Gericht: Oberlandesgericht Hamm
Urteil verkündet am 23.11.2004
Aktenzeichen: 9 U 203/03
Rechtsgebiete: BGB, ZPO


Vorschriften:

BGB § 823 Abs. 1
BGB § 842
BGB § 254 Abs. 2
ZPO § 287
1.

Die Kausalität eines Unfalls für einen Erwerbsschaden durch bisher gescheiterte Wiedereingliederungs in das Erwerbsleben kann zu verneinen sein, wenn die Lage des Arbeitsmarktes eine gesundheitlich mögliche und zumutbare Arbeitsaufnahme verhindert (Differenzierung zu BGH VersR. 1991, 703).

2.

Zwar trägt der Schädiger grundsätzlich die Beweislast dafür, dass der Geschädigte zur Verwertung der ihm verbliebenen Arbeitskraft das ihm Zumutbare getan hat; jedoch hat der Geschädigte im Rahmen seiner prozessualen Mitwirkungspflicht darzulegen, was er zur Erlangung einer ihm zumutbaren Arbeitsstelle unternommen hat.

□ □ □ □ □ □ □

## Auftrag
Stimmen die folgenden Aussagen mit dem Urteilsauszug überein? Antworte zu jeder mit Ja oder Nein und gib die entscheidenden Worte des Urteilsauszugs als wörtliches Zitat an. (a) Das Urteil stammt vom Oberlandesgericht Hamm. (b) Grundsätzlich trägt der Geschädigte die Beweislast dafür, dass er zur Verwertung seiner verbliebenen Arbeitskraft das ihm Zumutbare getan hat. (c) Der Geschädigte muss darlegen, was er zur Erlangung einer ihm zumutbaren Arbeitsstelle unternommen hat.

## Bereitgestellte Daten
□ □ □ □ □ □ □

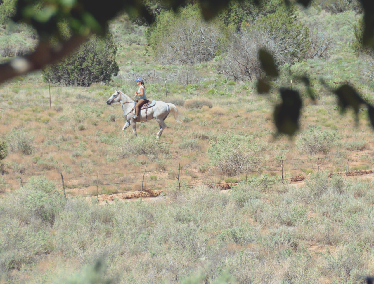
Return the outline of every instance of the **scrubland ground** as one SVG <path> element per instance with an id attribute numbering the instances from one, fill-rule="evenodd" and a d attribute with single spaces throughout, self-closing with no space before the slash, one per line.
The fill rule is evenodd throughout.
<path id="1" fill-rule="evenodd" d="M 322 16 L 314 13 L 305 20 Z M 120 71 L 110 84 L 51 85 L 51 107 L 40 73 L 0 86 L 0 137 L 10 150 L 0 176 L 0 282 L 348 283 L 374 274 L 372 182 L 328 177 L 373 169 L 367 110 L 357 122 L 340 115 L 317 79 L 348 81 L 372 103 L 372 82 L 350 47 L 357 16 L 323 13 L 331 36 L 344 28 L 348 38 L 336 39 L 328 59 L 284 67 L 266 96 L 255 81 L 218 74 L 214 60 L 158 65 L 144 38 L 124 43 L 118 22 Z M 277 88 L 291 87 L 287 68 L 307 71 L 318 97 L 305 94 L 292 138 L 275 137 L 272 115 Z M 181 125 L 168 118 L 157 142 L 155 121 L 124 136 L 120 107 L 105 103 L 116 88 L 133 93 L 139 77 L 150 99 L 164 101 L 166 81 L 183 114 Z M 139 190 L 146 165 L 144 188 L 163 190 L 161 201 L 88 202 L 96 184 L 108 196 Z M 295 175 L 307 176 L 304 186 L 290 184 Z M 223 181 L 237 185 L 226 194 L 209 185 Z"/>

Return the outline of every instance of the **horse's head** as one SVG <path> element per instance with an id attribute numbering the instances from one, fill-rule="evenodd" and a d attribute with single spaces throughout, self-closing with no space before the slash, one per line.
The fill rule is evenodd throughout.
<path id="1" fill-rule="evenodd" d="M 116 91 L 114 92 L 113 94 L 110 96 L 110 97 L 108 99 L 108 100 L 107 101 L 107 104 L 108 106 L 110 106 L 112 104 L 112 103 L 118 103 L 121 100 L 121 96 L 120 96 L 120 92 L 117 90 L 117 89 L 116 89 Z"/>

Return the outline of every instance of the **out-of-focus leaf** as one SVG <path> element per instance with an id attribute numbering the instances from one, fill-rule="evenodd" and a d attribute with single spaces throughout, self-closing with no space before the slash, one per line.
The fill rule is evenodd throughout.
<path id="1" fill-rule="evenodd" d="M 341 107 L 341 112 L 345 111 L 347 107 L 350 106 L 357 115 L 360 109 L 360 105 L 365 102 L 353 88 L 349 85 L 344 84 L 334 93 L 338 96 L 338 103 Z"/>
<path id="2" fill-rule="evenodd" d="M 368 113 L 369 118 L 370 120 L 371 126 L 374 127 L 374 107 L 370 104 L 368 104 Z"/>
<path id="3" fill-rule="evenodd" d="M 257 92 L 260 94 L 267 94 L 270 91 L 270 85 L 265 80 L 258 79 L 257 83 Z"/>
<path id="4" fill-rule="evenodd" d="M 311 0 L 297 0 L 296 2 L 306 8 L 310 4 Z"/>
<path id="5" fill-rule="evenodd" d="M 272 55 L 265 50 L 261 49 L 258 52 L 258 58 L 261 62 L 261 66 L 266 74 L 269 76 L 277 77 L 279 75 L 275 66 L 274 60 Z"/>
<path id="6" fill-rule="evenodd" d="M 281 89 L 282 103 L 275 107 L 274 120 L 278 132 L 291 136 L 299 129 L 302 103 L 300 94 L 290 89 Z"/>
<path id="7" fill-rule="evenodd" d="M 373 0 L 361 0 L 365 11 L 364 22 L 365 27 L 362 36 L 362 43 L 374 50 L 374 2 Z"/>

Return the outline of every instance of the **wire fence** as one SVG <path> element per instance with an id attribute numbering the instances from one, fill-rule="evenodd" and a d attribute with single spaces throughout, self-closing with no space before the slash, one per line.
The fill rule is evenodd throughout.
<path id="1" fill-rule="evenodd" d="M 180 193 L 181 188 L 187 187 L 200 185 L 214 187 L 218 186 L 222 183 L 237 184 L 243 182 L 261 182 L 263 183 L 267 182 L 272 184 L 278 182 L 284 183 L 285 181 L 286 182 L 288 181 L 289 182 L 292 181 L 293 179 L 294 180 L 294 177 L 286 178 L 285 176 L 286 175 L 289 175 L 290 174 L 292 174 L 292 172 L 295 171 L 314 171 L 343 169 L 345 170 L 346 177 L 350 166 L 349 163 L 350 160 L 352 161 L 352 159 L 355 158 L 362 159 L 367 157 L 368 158 L 369 157 L 373 156 L 374 156 L 374 154 L 344 157 L 325 157 L 284 160 L 281 157 L 280 159 L 275 159 L 272 160 L 251 162 L 250 163 L 249 162 L 249 158 L 246 158 L 247 164 L 245 170 L 236 171 L 234 173 L 235 176 L 241 176 L 241 178 L 240 179 L 240 180 L 239 181 L 237 180 L 237 179 L 234 178 L 232 178 L 230 179 L 227 176 L 227 175 L 225 175 L 221 171 L 222 166 L 221 165 L 203 165 L 197 168 L 181 168 L 180 164 L 180 166 L 178 168 L 163 170 L 153 170 L 148 171 L 144 170 L 142 171 L 111 172 L 100 174 L 98 172 L 97 172 L 96 175 L 83 175 L 65 177 L 63 177 L 62 172 L 61 172 L 61 178 L 45 180 L 49 181 L 61 182 L 62 187 L 63 188 L 64 193 L 65 192 L 65 190 L 71 191 L 73 190 L 84 189 L 84 190 L 82 190 L 80 192 L 74 193 L 74 195 L 82 196 L 89 196 L 95 195 L 98 196 L 99 194 L 99 187 L 100 187 L 100 194 L 125 193 L 128 193 L 129 191 L 140 190 L 142 191 L 143 190 L 168 190 L 176 188 L 179 188 Z M 338 165 L 329 166 L 322 166 L 322 163 L 324 160 L 332 159 L 346 160 L 347 162 L 346 163 L 344 162 L 344 164 Z M 314 162 L 316 164 L 316 166 L 311 166 L 310 167 L 299 167 L 297 168 L 286 166 L 287 164 L 287 162 L 289 163 L 291 162 L 295 162 L 305 160 L 307 160 L 310 162 L 314 161 Z M 268 165 L 269 163 L 273 163 L 271 168 L 269 168 L 270 167 Z M 267 165 L 267 164 L 268 165 Z M 255 169 L 249 169 L 250 164 L 251 166 L 251 168 L 255 168 Z M 373 165 L 373 163 L 365 163 L 361 164 L 357 164 L 356 163 L 352 166 L 355 167 L 355 168 L 363 167 L 368 169 L 372 168 L 372 167 L 371 167 L 370 166 L 372 166 Z M 225 166 L 226 167 L 234 167 L 235 165 L 236 164 L 234 163 L 232 165 L 225 165 Z M 196 171 L 196 170 L 197 171 L 198 174 L 194 172 Z M 373 172 L 372 170 L 368 169 L 367 170 L 367 171 L 369 171 L 370 172 Z M 178 173 L 177 175 L 176 174 L 177 171 L 178 171 Z M 159 179 L 157 175 L 160 175 L 162 173 L 165 175 L 165 172 L 168 173 L 168 177 Z M 259 175 L 265 173 L 269 174 L 272 178 L 269 179 L 268 180 L 264 181 L 259 180 L 258 178 L 254 177 L 255 175 Z M 134 176 L 140 177 L 141 176 L 140 174 L 143 174 L 143 179 L 141 180 L 140 180 L 140 178 L 139 180 L 134 180 L 132 178 L 127 177 L 126 178 L 125 177 L 128 177 L 130 175 L 132 177 Z M 154 175 L 153 177 L 151 176 L 147 177 L 147 175 L 152 174 Z M 102 180 L 103 179 L 105 180 L 105 178 L 107 179 L 110 178 L 111 176 L 116 176 L 114 178 L 112 178 L 111 180 L 118 180 L 119 179 L 120 180 L 117 180 L 114 182 Z M 120 176 L 121 177 L 119 178 L 119 177 Z M 249 176 L 251 177 L 252 178 L 249 179 Z M 145 177 L 145 180 L 144 180 Z M 27 184 L 29 182 L 28 180 L 25 181 L 25 179 L 30 178 L 31 177 L 19 176 L 19 181 L 0 183 L 0 187 L 3 188 L 7 187 L 8 188 L 13 187 L 16 185 L 18 185 L 19 187 L 23 187 L 24 185 Z M 100 179 L 99 179 L 99 177 Z M 152 178 L 150 178 L 150 177 Z M 80 182 L 79 182 L 79 180 L 79 180 L 79 179 L 86 180 L 89 178 L 95 180 L 96 182 L 93 181 L 90 183 L 88 183 L 86 181 L 81 181 Z M 95 178 L 94 179 L 94 178 Z M 124 180 L 125 180 L 124 181 Z M 217 180 L 220 180 L 220 181 L 218 181 Z M 220 181 L 223 180 L 225 181 L 224 182 Z M 99 180 L 101 181 L 101 182 L 99 183 Z M 197 183 L 193 183 L 194 181 L 197 182 Z M 174 185 L 170 184 L 172 183 L 172 182 L 174 182 Z M 168 182 L 169 184 L 166 185 L 167 186 L 166 186 L 164 184 Z M 162 183 L 163 184 L 160 184 L 160 183 Z M 112 188 L 109 188 L 110 187 L 111 187 Z M 120 187 L 123 187 L 122 190 L 120 188 Z M 96 190 L 95 190 L 95 189 Z M 124 190 L 124 189 L 125 190 Z M 17 192 L 14 191 L 6 191 L 2 193 L 1 194 L 6 195 L 16 194 L 17 193 Z"/>

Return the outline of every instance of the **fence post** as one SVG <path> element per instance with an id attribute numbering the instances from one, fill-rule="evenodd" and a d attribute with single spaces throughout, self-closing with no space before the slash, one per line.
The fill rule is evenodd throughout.
<path id="1" fill-rule="evenodd" d="M 346 178 L 344 179 L 344 180 L 347 180 L 347 171 L 348 169 L 348 162 L 349 162 L 349 157 L 348 157 L 348 160 L 347 161 L 347 165 L 346 166 Z"/>
<path id="2" fill-rule="evenodd" d="M 52 106 L 50 103 L 50 83 L 49 82 L 49 79 L 48 79 L 48 85 L 49 87 L 49 108 L 51 108 Z"/>
<path id="3" fill-rule="evenodd" d="M 178 198 L 181 196 L 181 182 L 179 181 L 179 172 L 181 170 L 181 162 L 179 162 L 179 166 L 178 167 L 178 176 L 177 177 L 177 179 L 178 180 L 178 184 L 179 185 L 179 193 L 178 193 Z"/>
<path id="4" fill-rule="evenodd" d="M 61 172 L 61 179 L 62 180 L 62 190 L 64 190 L 64 197 L 66 199 L 66 193 L 65 192 L 65 185 L 64 184 L 64 176 L 62 175 L 62 172 Z"/>
<path id="5" fill-rule="evenodd" d="M 145 168 L 144 170 L 144 174 L 143 174 L 143 180 L 141 182 L 141 188 L 140 190 L 140 202 L 141 202 L 141 199 L 143 195 L 143 183 L 144 182 L 144 176 L 145 175 L 145 171 L 147 171 L 147 166 L 148 164 L 145 165 Z"/>
<path id="6" fill-rule="evenodd" d="M 247 181 L 248 180 L 248 163 L 249 162 L 249 159 L 247 158 L 247 173 L 245 174 L 245 183 L 246 184 Z"/>

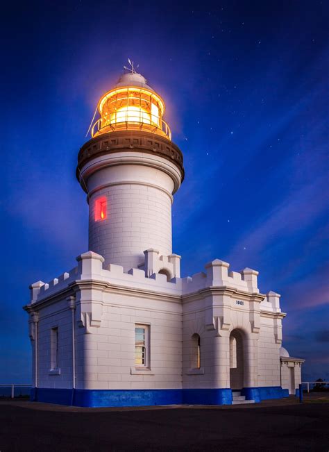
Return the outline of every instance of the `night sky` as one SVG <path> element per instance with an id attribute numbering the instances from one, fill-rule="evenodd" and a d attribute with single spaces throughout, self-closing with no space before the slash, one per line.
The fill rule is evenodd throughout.
<path id="1" fill-rule="evenodd" d="M 31 382 L 28 285 L 87 250 L 77 154 L 128 57 L 184 154 L 173 206 L 183 276 L 216 258 L 258 270 L 261 292 L 281 294 L 283 345 L 306 359 L 303 380 L 328 380 L 328 3 L 7 3 L 0 383 Z"/>

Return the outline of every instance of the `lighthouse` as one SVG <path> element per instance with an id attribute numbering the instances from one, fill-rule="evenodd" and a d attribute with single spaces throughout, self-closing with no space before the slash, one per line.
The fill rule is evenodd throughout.
<path id="1" fill-rule="evenodd" d="M 180 275 L 171 206 L 183 158 L 164 99 L 133 63 L 110 87 L 78 155 L 89 249 L 33 283 L 24 307 L 32 400 L 230 405 L 296 394 L 304 360 L 282 347 L 280 295 L 260 290 L 258 271 L 214 258 Z"/>
<path id="2" fill-rule="evenodd" d="M 149 249 L 171 260 L 173 195 L 184 169 L 164 102 L 133 65 L 97 110 L 76 169 L 89 203 L 89 249 L 125 270 L 141 268 Z"/>

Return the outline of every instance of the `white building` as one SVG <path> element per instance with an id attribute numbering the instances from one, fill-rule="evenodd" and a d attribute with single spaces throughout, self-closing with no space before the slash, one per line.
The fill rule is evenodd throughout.
<path id="1" fill-rule="evenodd" d="M 77 178 L 90 206 L 78 265 L 31 286 L 33 400 L 80 406 L 258 402 L 295 394 L 280 295 L 215 259 L 180 277 L 171 249 L 183 155 L 133 68 L 99 101 Z M 280 350 L 282 353 L 280 353 Z"/>

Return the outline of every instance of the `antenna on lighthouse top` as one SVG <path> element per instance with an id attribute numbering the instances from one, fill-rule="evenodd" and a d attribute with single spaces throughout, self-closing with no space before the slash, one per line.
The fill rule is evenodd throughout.
<path id="1" fill-rule="evenodd" d="M 131 72 L 131 74 L 136 74 L 136 71 L 135 69 L 135 66 L 134 66 L 134 62 L 130 61 L 130 59 L 128 58 L 128 62 L 130 64 L 130 67 L 127 67 L 126 66 L 124 66 L 124 69 L 125 69 L 127 71 L 129 71 L 130 72 Z M 136 66 L 136 69 L 138 69 L 140 65 L 137 65 Z"/>

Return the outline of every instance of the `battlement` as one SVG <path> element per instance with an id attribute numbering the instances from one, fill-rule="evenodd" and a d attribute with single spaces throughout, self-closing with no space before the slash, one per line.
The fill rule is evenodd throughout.
<path id="1" fill-rule="evenodd" d="M 241 271 L 230 271 L 230 264 L 215 259 L 206 264 L 205 273 L 197 273 L 183 279 L 183 294 L 208 287 L 228 286 L 234 289 L 259 293 L 257 276 L 258 271 L 246 268 Z"/>
<path id="2" fill-rule="evenodd" d="M 177 276 L 180 256 L 159 256 L 158 251 L 153 249 L 146 250 L 144 253 L 145 263 L 141 267 L 125 272 L 121 265 L 110 264 L 104 268 L 104 258 L 96 253 L 84 253 L 76 258 L 78 266 L 69 271 L 47 283 L 37 281 L 32 284 L 31 302 L 34 303 L 55 295 L 74 281 L 90 280 L 127 290 L 156 292 L 174 296 L 184 296 L 207 287 L 225 287 L 251 294 L 260 292 L 258 272 L 255 270 L 245 268 L 241 271 L 228 271 L 228 262 L 215 259 L 206 264 L 205 271 L 181 278 Z M 162 269 L 165 270 L 163 273 Z M 261 308 L 271 312 L 280 312 L 280 295 L 269 292 L 262 301 Z"/>

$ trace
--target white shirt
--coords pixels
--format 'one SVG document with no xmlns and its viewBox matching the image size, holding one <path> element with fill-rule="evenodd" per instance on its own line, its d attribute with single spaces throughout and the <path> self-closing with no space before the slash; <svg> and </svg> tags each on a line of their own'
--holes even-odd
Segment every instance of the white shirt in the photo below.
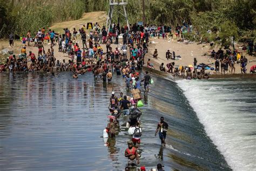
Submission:
<svg viewBox="0 0 256 171">
<path fill-rule="evenodd" d="M 139 127 L 137 127 L 137 126 L 136 126 L 135 128 L 134 128 L 134 131 L 135 131 L 135 129 L 136 129 L 136 128 L 139 128 Z M 142 133 L 141 128 L 139 128 L 139 131 L 140 131 L 140 132 Z M 140 136 L 134 136 L 134 135 L 133 135 L 133 134 L 132 134 L 132 138 L 134 138 L 134 139 L 140 139 Z"/>
</svg>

□ □ □ □ □ □ □

## Antwort
(a) Ja: „Gericht: Oberlandesgericht Hamm“
(b) Nein: „Zwar trägt der Schädiger grundsätzlich die Beweislast dafür, dass der Geschädigte zur Verwertung der ihm verbliebenen Arbeitskraft das ihm Zumutbare getan hat“
(c) Ja: „jedoch hat der Geschädigte im Rahmen seiner prozessualen Mitwirkungspflicht darzulegen, was er zur Erlangung einer ihm zumutbaren Arbeitsstelle unternommen hat“